--- start RECORDS SUPPLIED ---
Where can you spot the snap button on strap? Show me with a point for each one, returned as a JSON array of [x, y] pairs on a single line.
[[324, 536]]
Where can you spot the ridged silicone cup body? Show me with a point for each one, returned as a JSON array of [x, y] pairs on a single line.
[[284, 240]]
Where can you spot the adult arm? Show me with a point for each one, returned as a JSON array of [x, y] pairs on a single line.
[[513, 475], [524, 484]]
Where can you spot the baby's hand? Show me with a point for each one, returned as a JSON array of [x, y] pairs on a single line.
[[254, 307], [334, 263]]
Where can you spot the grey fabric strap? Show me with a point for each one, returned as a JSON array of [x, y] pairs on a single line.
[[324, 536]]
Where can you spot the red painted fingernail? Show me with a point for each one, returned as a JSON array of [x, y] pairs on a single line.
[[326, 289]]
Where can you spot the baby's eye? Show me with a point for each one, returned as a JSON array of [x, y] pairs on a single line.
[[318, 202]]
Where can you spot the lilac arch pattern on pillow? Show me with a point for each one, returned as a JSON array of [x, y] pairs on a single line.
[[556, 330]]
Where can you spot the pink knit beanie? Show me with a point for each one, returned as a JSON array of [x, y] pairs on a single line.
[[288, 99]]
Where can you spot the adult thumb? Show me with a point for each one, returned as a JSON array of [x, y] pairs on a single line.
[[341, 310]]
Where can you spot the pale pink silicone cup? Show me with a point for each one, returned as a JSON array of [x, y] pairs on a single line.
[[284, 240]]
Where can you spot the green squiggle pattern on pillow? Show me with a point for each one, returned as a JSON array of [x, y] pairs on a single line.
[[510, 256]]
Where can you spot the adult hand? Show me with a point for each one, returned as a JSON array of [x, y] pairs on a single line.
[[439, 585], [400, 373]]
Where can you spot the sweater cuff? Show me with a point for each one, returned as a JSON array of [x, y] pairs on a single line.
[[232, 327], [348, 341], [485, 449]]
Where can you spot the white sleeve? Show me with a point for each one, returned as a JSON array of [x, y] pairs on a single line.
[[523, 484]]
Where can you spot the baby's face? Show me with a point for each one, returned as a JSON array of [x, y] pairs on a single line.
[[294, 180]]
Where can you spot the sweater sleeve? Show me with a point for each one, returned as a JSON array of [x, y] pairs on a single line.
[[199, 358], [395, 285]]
--- end RECORDS SUPPLIED ---
> WHAT YOU ARE ASKED TO DO: Arrange the items between the lines holding "Where can you spot the baby's hand?" and "[[523, 484]]", inclusive, as a two-column CSV with the headers item and answer. Give one row per item, with each field in double quotes and line breaks replaced by spaces.

> ANSWER TO THIS PROBLEM:
item,answer
"Where can you spot the baby's hand? Show me with a point for each one, returned as a JSON array of [x, y] pairs on a single line.","[[254, 307], [334, 263]]"
"Where can you spot the grey fabric strap? Show me with a point for each one, returned as a JSON array of [x, y] pairs on a single line.","[[324, 536]]"
"Where can you spot the red painted fingernail? Show me with a point for each one, returned as a JSON array of [x, y] pairs on a single line.","[[326, 289]]"
"Where can you spot the baby's eye? Show me with a point for each one, returned as a JSON array of [x, y] pairs on a single line.","[[318, 202]]"
"Where can you spot the lilac arch pattern on pillow? Show me with a point for each one, returned as a JSON array of [x, y] pairs on a single line.","[[556, 330]]"
"Where can you spot the pink knit beanie? Show me with a point for each one, returned as a JSON array of [x, y] pairs on a single line.","[[288, 99]]"
"Where can you spot the adult thumb? Show me with a point for each one, returned as a JSON array of [x, y] pairs on a single line.","[[341, 310]]"
"Where can you spot the pale pink silicone cup? Show me with a point for each one, returned as a JSON array of [x, y] pairs on a single line.","[[284, 240]]"
"Where can you spot the green squiggle pattern on pillow? Show me with a point for each one, returned as a JSON array of [x, y] pairs on a single line.","[[510, 256]]"
"Where can you spot the adult hand? Show me with a point for each one, returned as a JSON array of [x, y] pairs on a single line.","[[439, 585], [400, 373]]"
"Where can you spot the sweater cuff? Show me with a point for each one, returned as a JSON array of [x, y] pairs on a single line.","[[232, 327], [348, 341], [485, 449]]"
"Where can you spot the white sleeve? Show me with a point for each one, returned as a JSON array of [x, y] pairs on a single line.","[[523, 484]]"